### [GIVEN EXERCISE]
Output every entry exactly, from the first line to the last.

Location identification entries
================
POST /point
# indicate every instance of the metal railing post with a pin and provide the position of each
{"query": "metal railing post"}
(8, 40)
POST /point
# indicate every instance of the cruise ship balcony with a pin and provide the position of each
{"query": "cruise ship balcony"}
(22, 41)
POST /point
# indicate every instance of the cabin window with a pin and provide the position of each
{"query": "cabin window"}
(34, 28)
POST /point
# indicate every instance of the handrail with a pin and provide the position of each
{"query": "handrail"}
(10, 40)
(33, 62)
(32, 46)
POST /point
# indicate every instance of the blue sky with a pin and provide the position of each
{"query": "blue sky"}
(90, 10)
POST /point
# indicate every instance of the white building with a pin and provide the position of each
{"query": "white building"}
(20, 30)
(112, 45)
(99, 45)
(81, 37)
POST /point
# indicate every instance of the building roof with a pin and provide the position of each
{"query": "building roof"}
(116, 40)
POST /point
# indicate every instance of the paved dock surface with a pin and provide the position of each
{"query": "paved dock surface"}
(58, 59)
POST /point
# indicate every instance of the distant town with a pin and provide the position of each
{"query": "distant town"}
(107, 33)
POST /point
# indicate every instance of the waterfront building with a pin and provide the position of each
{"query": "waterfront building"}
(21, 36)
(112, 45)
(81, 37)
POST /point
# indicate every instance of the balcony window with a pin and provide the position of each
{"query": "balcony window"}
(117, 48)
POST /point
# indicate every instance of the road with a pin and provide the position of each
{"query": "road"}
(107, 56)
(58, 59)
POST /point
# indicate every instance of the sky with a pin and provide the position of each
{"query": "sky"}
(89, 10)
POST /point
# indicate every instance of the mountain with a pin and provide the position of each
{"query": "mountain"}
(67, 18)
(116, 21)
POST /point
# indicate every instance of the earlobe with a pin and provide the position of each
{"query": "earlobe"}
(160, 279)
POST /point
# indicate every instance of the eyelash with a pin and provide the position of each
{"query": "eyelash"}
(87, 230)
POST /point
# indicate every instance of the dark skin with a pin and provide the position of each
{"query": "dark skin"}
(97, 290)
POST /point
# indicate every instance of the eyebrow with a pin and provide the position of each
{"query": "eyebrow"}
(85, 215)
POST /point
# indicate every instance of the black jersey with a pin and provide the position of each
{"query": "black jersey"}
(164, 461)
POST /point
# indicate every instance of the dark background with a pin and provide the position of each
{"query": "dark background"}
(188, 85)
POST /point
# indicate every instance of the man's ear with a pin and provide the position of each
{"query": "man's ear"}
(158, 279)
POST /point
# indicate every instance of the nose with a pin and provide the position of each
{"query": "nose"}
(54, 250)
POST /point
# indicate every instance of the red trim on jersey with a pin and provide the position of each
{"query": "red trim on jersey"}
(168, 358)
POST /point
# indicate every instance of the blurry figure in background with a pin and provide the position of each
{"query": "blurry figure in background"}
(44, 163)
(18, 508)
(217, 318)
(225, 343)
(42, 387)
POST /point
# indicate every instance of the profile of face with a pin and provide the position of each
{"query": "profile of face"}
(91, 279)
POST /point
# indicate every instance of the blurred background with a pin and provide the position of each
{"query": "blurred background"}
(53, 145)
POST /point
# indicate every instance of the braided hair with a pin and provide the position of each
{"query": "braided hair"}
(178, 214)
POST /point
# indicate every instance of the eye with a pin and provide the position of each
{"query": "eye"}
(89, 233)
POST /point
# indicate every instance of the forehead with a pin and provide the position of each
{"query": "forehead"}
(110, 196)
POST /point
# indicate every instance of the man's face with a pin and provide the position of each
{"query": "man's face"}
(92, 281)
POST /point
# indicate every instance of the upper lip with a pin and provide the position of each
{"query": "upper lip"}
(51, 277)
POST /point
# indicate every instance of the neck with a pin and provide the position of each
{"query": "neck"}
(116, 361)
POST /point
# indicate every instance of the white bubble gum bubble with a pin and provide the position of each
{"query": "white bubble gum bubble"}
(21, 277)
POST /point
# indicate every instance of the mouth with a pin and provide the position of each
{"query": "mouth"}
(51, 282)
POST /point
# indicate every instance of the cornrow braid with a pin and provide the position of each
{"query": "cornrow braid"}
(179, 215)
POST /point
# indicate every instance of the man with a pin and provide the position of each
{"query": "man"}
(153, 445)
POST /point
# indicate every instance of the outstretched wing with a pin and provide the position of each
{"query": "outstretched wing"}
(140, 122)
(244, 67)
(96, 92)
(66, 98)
================
### [FINAL RESULT]
POST /point
# indicate every instance of the metal railing post with a pin and provide the position of each
{"query": "metal railing post"}
(8, 40)
POST /point
# indicate every instance of the cruise ship balcony with a pin and provide the position of each
{"query": "cruise ship balcony"}
(22, 41)
POST /point
# indicate every instance of the cabin window with a pin and provide the position of each
{"query": "cabin window"}
(34, 28)
POST /point
# indicate every instance of the handrail with a pin and provide the position of each
{"query": "handrail"}
(10, 40)
(33, 62)
(32, 46)
POST /point
# indicate every instance of the blue sky with a pin and provide the position of each
{"query": "blue sky"}
(90, 10)
POST /point
# indicate every instance of the white building with a pin and provide the position of each
{"query": "white building"}
(20, 30)
(112, 45)
(99, 45)
(81, 37)
POST /point
# indicate every instance of the building roof with a pin and provide the position of each
{"query": "building roof"}
(116, 40)
POST /point
# indicate every instance of the paved dock surface with a pin and provide the position of each
{"query": "paved dock surface"}
(58, 59)
POST /point
# indicate every instance of the distant town with a pin and provide the position of each
{"query": "distant town"}
(107, 33)
POST /point
# indicate every instance of the waterfront building with a pin and provide the position of each
{"query": "waterfront building"}
(21, 36)
(112, 45)
(81, 37)
POST /point
# indicate every instance of the balcony window with a pin and provide the position of each
{"query": "balcony window"}
(117, 48)
POST /point
# indicate every instance of the road with a pin and provide the position of each
{"query": "road"}
(107, 56)
(58, 59)
POST /point
# indicate every instance of the sky with a pin and provide the position of each
{"query": "sky"}
(89, 10)
POST /point
# indicate every instance of the mountain with a pin and provide the position of each
{"query": "mountain"}
(67, 18)
(116, 21)
POST /point
# indicate every instance of the earlobe with a pin and provide the position of each
{"query": "earlobe"}
(160, 279)
POST /point
# indicate every instance of the eyelash with a pin and provide the position of each
{"query": "eyelash"}
(87, 230)
POST /point
# indicate every instance of the dark skin with a pin and provide the position of each
{"query": "dark skin"}
(97, 290)
POST /point
# indicate every instance of the eyebrow with a pin and provide the position of each
{"query": "eyebrow"}
(85, 215)
POST /point
# indicate every instance of the black jersey with a pin and provide the position of each
{"query": "black jersey"}
(164, 461)
POST /point
# indicate every instance of the dark background with a pin and provide the position of each
{"query": "dark background"}
(188, 85)
POST /point
# indicate every instance of the man's ear with a pin and provide the position of each
{"query": "man's ear"}
(158, 279)
POST /point
# indicate every instance of the nose with a pin and provide the position of each
{"query": "nose"}
(54, 250)
POST /point
# indicate every instance of the red trim on jersey with a pin and provide the position of each
{"query": "red trim on jersey"}
(168, 358)
POST /point
# indicate every instance of the blurry figure in background with a pin and provide the position of each
{"query": "blurry figure in background"}
(44, 163)
(18, 508)
(217, 318)
(225, 343)
(42, 387)
POST /point
# indicate every instance of the profile of face with a pin and provide the position of each
{"query": "profile of face"}
(91, 279)
POST /point
# indicate every instance of the blurred background with a pin and provide the position of each
{"query": "blurred background"}
(53, 145)
POST /point
# indicate every instance of the braided hair with a pin and provide the position of each
{"query": "braided hair"}
(178, 214)
POST /point
# indicate every instance of the eye with a pin and provide the position of each
{"query": "eye"}
(89, 233)
POST /point
# indicate every instance of the forehead with a pin and provide the position of each
{"query": "forehead"}
(110, 196)
POST /point
# indicate every instance of the man's face with a pin and provide the position of each
{"query": "man's face"}
(92, 281)
POST /point
# indicate every instance of the upper lip with a pin and provide the position of each
{"query": "upper lip"}
(51, 277)
POST /point
# indicate every instance of the neck with a pin and provide the position of each
{"query": "neck"}
(116, 361)
POST /point
# indicate every instance of the white bubble gum bubble with a pin and provide the position of each
{"query": "white bubble gum bubble"}
(21, 277)
POST /point
# indicate every instance of the mouth with a pin and provide the position of each
{"query": "mouth"}
(51, 282)
POST /point
# indicate every instance of the cornrow braid with a pin and provide the position of each
{"query": "cornrow braid"}
(179, 215)
POST /point
# indicate every instance of the man with a pin and provide the position of each
{"query": "man"}
(153, 445)
POST /point
# indicate every instance of the outstretched wing with a pin and provide the position of each
{"query": "outstretched wing"}
(140, 122)
(244, 67)
(96, 92)
(66, 98)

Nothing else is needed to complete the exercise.